What you are asked to do
Could you rewrite the data below as a numbered list, one line per item, with blank lines left out and the pictures omitted?
====== Records provided
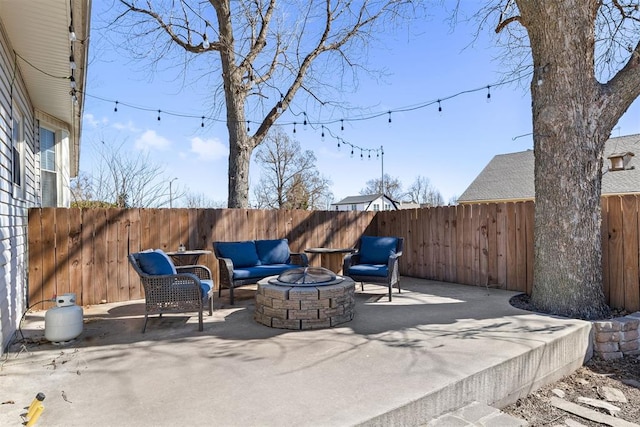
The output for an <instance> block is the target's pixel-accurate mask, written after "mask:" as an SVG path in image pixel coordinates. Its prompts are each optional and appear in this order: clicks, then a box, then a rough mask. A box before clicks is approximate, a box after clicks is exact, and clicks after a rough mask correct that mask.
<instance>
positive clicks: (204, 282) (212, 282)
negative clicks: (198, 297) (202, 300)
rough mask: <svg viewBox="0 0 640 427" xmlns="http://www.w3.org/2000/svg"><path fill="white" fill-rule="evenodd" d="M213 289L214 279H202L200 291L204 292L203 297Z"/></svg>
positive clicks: (202, 296) (207, 293) (200, 287)
mask: <svg viewBox="0 0 640 427" xmlns="http://www.w3.org/2000/svg"><path fill="white" fill-rule="evenodd" d="M211 289H213V280H209V279H200V291H201V292H202V298H204V297H205V296H206V295H207V294H208V293H209V291H210V290H211Z"/></svg>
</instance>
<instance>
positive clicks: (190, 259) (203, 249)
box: [165, 249, 211, 266]
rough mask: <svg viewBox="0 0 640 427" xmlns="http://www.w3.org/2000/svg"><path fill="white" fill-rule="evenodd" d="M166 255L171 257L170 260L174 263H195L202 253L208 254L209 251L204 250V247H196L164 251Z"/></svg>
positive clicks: (181, 265) (199, 257)
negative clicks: (166, 254)
mask: <svg viewBox="0 0 640 427" xmlns="http://www.w3.org/2000/svg"><path fill="white" fill-rule="evenodd" d="M165 253H166V254H167V255H169V256H170V257H171V260H172V261H173V263H174V264H175V265H178V266H182V265H197V264H198V259H199V258H200V256H202V255H207V254H210V253H211V251H206V250H204V249H196V250H190V251H172V252H165Z"/></svg>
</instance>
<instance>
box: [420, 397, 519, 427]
mask: <svg viewBox="0 0 640 427" xmlns="http://www.w3.org/2000/svg"><path fill="white" fill-rule="evenodd" d="M528 425H529V423H527V422H526V421H525V420H522V419H519V418H515V417H513V416H511V415H509V414H505V413H504V412H502V411H501V410H499V409H496V408H493V407H491V406H489V405H485V404H483V403H479V402H473V403H470V404H469V405H466V406H464V407H462V408H460V409H458V410H457V411H453V412H449V413H448V414H444V415H441V416H439V417H438V418H436V419H434V420H431V421H429V422H428V423H427V424H426V425H425V426H424V427H458V426H459V427H472V426H473V427H485V426H486V427H523V426H528Z"/></svg>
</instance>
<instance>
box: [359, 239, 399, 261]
mask: <svg viewBox="0 0 640 427" xmlns="http://www.w3.org/2000/svg"><path fill="white" fill-rule="evenodd" d="M397 247H398V238H397V237H372V236H362V237H361V240H360V262H361V263H362V264H387V263H388V262H389V257H390V256H391V255H395V253H396V248H397Z"/></svg>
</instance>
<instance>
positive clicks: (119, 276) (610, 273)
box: [28, 196, 640, 311]
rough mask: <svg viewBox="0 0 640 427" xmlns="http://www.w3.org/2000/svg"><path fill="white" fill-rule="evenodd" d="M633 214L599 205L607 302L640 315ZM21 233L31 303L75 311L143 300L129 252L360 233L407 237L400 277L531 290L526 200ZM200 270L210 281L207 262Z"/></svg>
mask: <svg viewBox="0 0 640 427" xmlns="http://www.w3.org/2000/svg"><path fill="white" fill-rule="evenodd" d="M638 209H640V200H638V197H637V196H625V197H623V198H621V197H618V196H613V197H606V198H603V200H602V268H603V285H604V290H605V295H606V296H607V298H608V301H609V303H610V305H612V306H613V307H623V308H626V309H627V310H633V311H636V310H638V309H640V283H639V282H640V279H639V276H640V247H639V246H640V244H639V243H640V216H639V215H638ZM28 227H29V230H28V245H29V290H28V295H29V301H30V302H37V301H39V300H42V299H45V298H50V297H51V295H53V294H55V293H64V292H75V293H76V294H77V295H78V303H79V304H98V303H100V302H101V301H102V300H107V301H109V302H115V301H125V300H128V299H139V298H141V297H142V296H143V294H142V289H141V288H140V284H139V278H138V277H137V275H135V274H134V273H132V272H131V269H130V267H129V265H128V264H127V261H126V254H127V253H128V252H129V251H132V252H136V251H139V250H142V249H148V248H162V249H164V250H168V251H170V250H175V249H176V248H177V246H178V244H179V243H185V244H186V245H187V246H188V247H189V248H192V249H207V250H211V249H212V242H214V241H237V240H249V239H275V238H281V237H286V238H288V239H289V243H290V247H291V250H292V251H296V252H300V251H304V249H305V248H309V247H320V246H325V247H353V245H355V243H356V242H357V240H358V238H359V237H360V236H361V235H363V234H367V235H385V236H402V237H404V238H405V249H404V250H405V252H404V255H403V257H401V258H400V272H401V274H404V275H411V276H414V277H423V278H427V279H437V280H443V281H450V282H457V283H463V284H472V285H482V286H485V285H489V286H497V287H499V288H503V289H511V290H517V291H522V292H527V293H530V292H531V290H532V285H533V248H534V242H533V240H534V239H533V227H534V203H533V202H519V203H498V204H481V205H471V206H470V205H459V206H443V207H435V208H424V209H411V210H407V211H383V212H354V211H349V212H338V211H302V210H300V211H298V210H247V209H122V210H121V209H84V210H81V209H63V208H60V209H56V208H41V209H38V208H34V209H31V210H30V211H29V221H28ZM316 261H318V260H314V264H317V262H316ZM200 263H203V264H205V265H207V266H209V267H210V268H211V270H212V273H213V274H214V278H215V277H217V275H218V266H217V262H216V260H215V257H214V256H213V255H206V256H204V257H202V258H200ZM44 308H47V307H44Z"/></svg>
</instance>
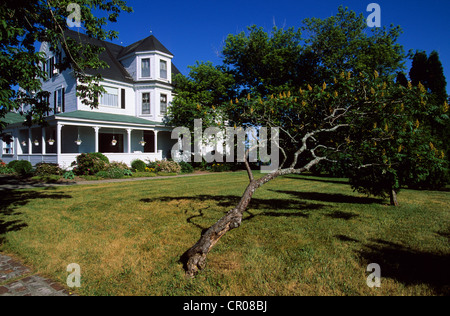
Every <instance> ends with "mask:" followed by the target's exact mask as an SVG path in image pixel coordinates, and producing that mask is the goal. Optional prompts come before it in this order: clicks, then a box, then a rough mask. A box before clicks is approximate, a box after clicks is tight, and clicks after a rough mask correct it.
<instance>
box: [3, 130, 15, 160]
mask: <svg viewBox="0 0 450 316" xmlns="http://www.w3.org/2000/svg"><path fill="white" fill-rule="evenodd" d="M3 155H14V138H13V137H12V135H11V134H6V135H5V137H4V138H3Z"/></svg>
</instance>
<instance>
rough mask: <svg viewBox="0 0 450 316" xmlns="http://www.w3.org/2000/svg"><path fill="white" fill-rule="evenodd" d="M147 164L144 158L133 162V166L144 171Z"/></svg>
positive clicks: (139, 169) (145, 167)
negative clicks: (142, 160)
mask: <svg viewBox="0 0 450 316" xmlns="http://www.w3.org/2000/svg"><path fill="white" fill-rule="evenodd" d="M146 167H147V165H146V164H145V162H143V161H142V160H139V159H136V160H133V162H131V168H132V169H135V170H137V171H139V172H144V171H145V168H146Z"/></svg>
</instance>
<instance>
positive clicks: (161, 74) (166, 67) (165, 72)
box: [159, 60, 167, 79]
============
Response box
1. The output for an <instance> block is the target's pixel-accurate mask, written after "mask:" as an SVG path in image pixel coordinates. Its prompts are each optional and appear in this order: clicks, then a box, then a rough mask. A box before clicks is approximate, a box after clicks is exact, and clicks after a rough mask correct that mask.
2. <instance>
3. positive clicks: (204, 282) (212, 282)
4. negative clicks: (198, 297) (202, 300)
5. rough mask: <svg viewBox="0 0 640 427" xmlns="http://www.w3.org/2000/svg"><path fill="white" fill-rule="evenodd" d="M213 289L214 279H202L200 291L204 292L203 297Z"/></svg>
6. positive clicks: (202, 296) (207, 293) (200, 287)
7. mask: <svg viewBox="0 0 640 427" xmlns="http://www.w3.org/2000/svg"><path fill="white" fill-rule="evenodd" d="M211 289H213V280H209V279H200V291H201V292H202V298H204V297H205V296H206V295H207V294H208V293H209V291H210V290H211Z"/></svg>
8. </instance>
9. <instance>
10. positive clicks: (190, 259) (203, 249)
11. box: [165, 249, 211, 266]
12. rough mask: <svg viewBox="0 0 640 427" xmlns="http://www.w3.org/2000/svg"><path fill="white" fill-rule="evenodd" d="M166 255L171 257L170 260L174 263H195L202 253L208 254L209 251L204 250V247H196L164 251Z"/></svg>
13. positive clicks: (181, 265) (199, 257)
14. negative clicks: (166, 254)
15. mask: <svg viewBox="0 0 640 427" xmlns="http://www.w3.org/2000/svg"><path fill="white" fill-rule="evenodd" d="M165 253H166V254H167V255H169V256H170V257H171V260H172V261H173V263H174V264H175V265H178V266H182V265H197V264H198V259H199V258H200V256H202V255H207V254H210V253H211V251H206V250H204V249H196V250H190V251H172V252H165Z"/></svg>
16. </instance>
17. <instance>
18. box: [420, 397, 519, 427]
19. mask: <svg viewBox="0 0 640 427" xmlns="http://www.w3.org/2000/svg"><path fill="white" fill-rule="evenodd" d="M528 425H529V423H527V422H526V421H525V420H522V419H519V418H515V417H513V416H511V415H509V414H505V413H504V412H502V411H501V410H499V409H496V408H493V407H491V406H489V405H485V404H483V403H479V402H473V403H470V404H469V405H466V406H464V407H462V408H460V409H458V410H457V411H453V412H449V413H448V414H444V415H441V416H439V417H438V418H436V419H434V420H431V421H429V422H428V423H427V424H426V425H425V426H424V427H458V426H459V427H472V426H473V427H485V426H486V427H523V426H528Z"/></svg>
20. </instance>
21. <instance>
22. box: [359, 239, 399, 261]
23. mask: <svg viewBox="0 0 640 427" xmlns="http://www.w3.org/2000/svg"><path fill="white" fill-rule="evenodd" d="M397 247H398V238H397V237H372V236H362V237H361V240H360V262H361V263H362V264H387V263H388V262H389V257H390V256H391V255H395V253H396V248H397Z"/></svg>
24. </instance>
25. <instance>
26. positive clicks: (119, 276) (610, 273)
27. box: [28, 196, 640, 311]
28. rough mask: <svg viewBox="0 0 640 427" xmlns="http://www.w3.org/2000/svg"><path fill="white" fill-rule="evenodd" d="M633 214L599 205L607 302L640 315ZM21 233L31 303L75 311L143 300L129 252L360 233L407 237L400 277L531 290L526 200ZM200 270L210 281L207 262Z"/></svg>
29. mask: <svg viewBox="0 0 640 427" xmlns="http://www.w3.org/2000/svg"><path fill="white" fill-rule="evenodd" d="M638 209H640V200H638V197H637V196H625V197H623V198H621V197H618V196H613V197H606V198H603V200H602V268H603V285H604V290H605V295H606V296H607V298H608V301H609V303H610V305H612V306H613V307H623V308H626V309H627V310H633V311H636V310H638V309H640V283H639V282H640V279H639V276H640V247H639V246H640V244H639V243H640V216H639V215H638ZM28 227H29V230H28V245H29V290H28V295H29V301H30V302H37V301H39V300H42V299H45V298H50V297H51V295H53V294H55V293H64V292H75V293H76V294H77V295H78V303H79V304H98V303H100V302H101V301H102V300H107V301H109V302H115V301H125V300H128V299H139V298H141V297H142V296H143V294H142V289H141V288H140V284H139V278H138V277H137V275H135V274H134V273H132V272H131V269H130V267H129V265H128V264H127V261H126V254H127V253H128V252H129V251H132V252H136V251H139V250H142V249H148V248H162V249H164V250H168V251H170V250H175V249H176V248H177V246H178V244H179V243H185V244H186V245H187V246H188V247H189V248H192V249H207V250H211V249H212V242H214V241H237V240H249V239H275V238H281V237H286V238H288V239H289V243H290V247H291V250H292V251H296V252H300V251H304V249H305V248H309V247H320V246H325V247H353V245H355V243H356V242H357V240H358V238H359V237H360V236H361V235H363V234H367V235H385V236H402V237H404V238H405V249H404V250H405V252H404V255H403V257H401V258H400V272H401V274H404V275H411V276H414V277H423V278H427V279H437V280H443V281H450V282H457V283H463V284H472V285H482V286H485V285H489V286H497V287H499V288H503V289H511V290H517V291H522V292H527V293H530V292H531V290H532V285H533V248H534V242H533V240H534V239H533V227H534V203H533V202H519V203H498V204H481V205H471V206H470V205H459V206H443V207H435V208H424V209H411V210H407V211H383V212H354V211H349V212H338V211H302V210H300V211H298V210H247V209H122V210H121V209H84V210H81V209H63V208H60V209H56V208H41V209H38V208H34V209H31V210H30V211H29V221H28ZM316 261H318V260H314V264H317V262H316ZM200 263H203V264H205V265H207V266H209V267H210V268H211V270H212V273H213V274H214V278H215V277H217V275H218V266H217V262H216V260H215V257H214V256H213V255H206V256H204V257H202V258H200ZM44 308H47V307H44Z"/></svg>
30. </instance>
31. Every <instance> ends with "mask:" followed by the target's exact mask as an SVG path in image pixel coordinates, and producing that mask is the goal. Optional prompts come before it in this order: clicks, then a box, then a rough mask. A box before clicks is approximate, a box after clicks is tight, and clicks after a rough mask correct it.
32. <instance>
33. box: [3, 130, 15, 160]
34. mask: <svg viewBox="0 0 450 316" xmlns="http://www.w3.org/2000/svg"><path fill="white" fill-rule="evenodd" d="M3 155H14V138H13V137H12V135H11V134H6V135H5V137H4V138H3Z"/></svg>
35. </instance>
36. <instance>
37. rough mask: <svg viewBox="0 0 450 316" xmlns="http://www.w3.org/2000/svg"><path fill="white" fill-rule="evenodd" d="M147 164L144 158L133 162V166L144 171Z"/></svg>
38. positive clicks: (139, 169) (145, 167)
39. negative clicks: (142, 160)
40. mask: <svg viewBox="0 0 450 316" xmlns="http://www.w3.org/2000/svg"><path fill="white" fill-rule="evenodd" d="M146 167H147V165H146V164H145V162H143V161H142V160H139V159H136V160H133V162H131V168H132V169H135V170H137V171H139V172H144V171H145V168H146Z"/></svg>
41. </instance>
42. <instance>
43. positive clicks: (161, 74) (166, 67) (165, 72)
44. box: [159, 60, 167, 79]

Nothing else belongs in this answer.